Extracted information:
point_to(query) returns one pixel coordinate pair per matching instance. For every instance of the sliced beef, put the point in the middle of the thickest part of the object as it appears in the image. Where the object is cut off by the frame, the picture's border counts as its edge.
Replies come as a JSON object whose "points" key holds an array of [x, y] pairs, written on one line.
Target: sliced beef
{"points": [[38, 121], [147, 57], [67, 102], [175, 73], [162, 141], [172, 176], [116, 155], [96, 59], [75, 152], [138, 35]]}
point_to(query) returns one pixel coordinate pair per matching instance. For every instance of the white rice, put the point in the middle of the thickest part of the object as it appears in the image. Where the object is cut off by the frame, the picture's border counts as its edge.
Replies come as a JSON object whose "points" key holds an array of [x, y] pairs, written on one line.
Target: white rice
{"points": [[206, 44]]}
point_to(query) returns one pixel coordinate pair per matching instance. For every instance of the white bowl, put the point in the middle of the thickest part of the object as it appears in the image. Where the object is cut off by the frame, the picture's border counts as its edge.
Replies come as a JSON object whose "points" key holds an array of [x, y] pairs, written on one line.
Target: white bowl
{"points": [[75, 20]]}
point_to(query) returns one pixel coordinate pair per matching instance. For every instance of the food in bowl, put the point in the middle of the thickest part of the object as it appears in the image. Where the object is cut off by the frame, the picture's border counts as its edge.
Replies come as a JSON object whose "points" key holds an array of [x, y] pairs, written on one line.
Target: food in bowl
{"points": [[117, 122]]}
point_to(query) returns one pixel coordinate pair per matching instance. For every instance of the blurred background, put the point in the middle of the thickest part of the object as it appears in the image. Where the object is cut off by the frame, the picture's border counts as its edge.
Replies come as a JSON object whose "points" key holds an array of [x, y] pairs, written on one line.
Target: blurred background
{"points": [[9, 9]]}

Prompt: Every line in the records has to be written out again exactly.

Response to this task:
point_to(query) returns one pixel coordinate pair per matching instance. For every instance of the sliced beef, put the point in the middle of the thickest part of the object as it appears in the image. Where the object is cut off by the frame, the picture's border counts as its edge.
Replies come as a JSON object whose "points" key holds an array of [x, y] pairs, written on one line.
Target: sliced beef
{"points": [[38, 121], [147, 57], [67, 102], [175, 73], [162, 141], [172, 176], [116, 155], [96, 59], [75, 152], [138, 35]]}
point_to(query) returns one pixel coordinate pair per matching instance. For every instance of the white rice, put the point in the middle of the thickest part of the object as it appears in the image. Where the object is cut off by the frame, the picture's border counts as its edge.
Replies come as a JSON object whose "points" key holds an array of [x, y] pairs, written on one line.
Target: white rice
{"points": [[206, 44]]}
point_to(query) returns one pixel coordinate pair per matching instance. For every instance of the white bowl, put the point in the middle of the thickest part of the object as it appears in the image. Where the object is cut off by the frame, the picture's border counts as its edge.
Replies come as a JSON object whose "points" key holds an array of [x, y] pairs, written on one line.
Target: white bowl
{"points": [[75, 20]]}
point_to(query) returns one pixel coordinate pair per matching instance. For every instance of the food in bowl, put the point in the middle of the thickest part of the object as it appears in the image. Where the object is cut off by the frame, the picture's border counts as its edge.
Replies come as a JSON object whose "points" key holds an array of [x, y] pairs, written on one line.
Target: food in bowl
{"points": [[117, 122]]}
point_to(query) returns one pixel coordinate pair per matching instance. For every instance of the blurred background, put the point in the middle of the thickest part of the object as it appears in the image. Where the object is cut off by the frame, the picture's border counts as its edge.
Replies come as a JSON object whose "points" key holds an array of [x, y] pairs, written on one line.
Target: blurred background
{"points": [[9, 9]]}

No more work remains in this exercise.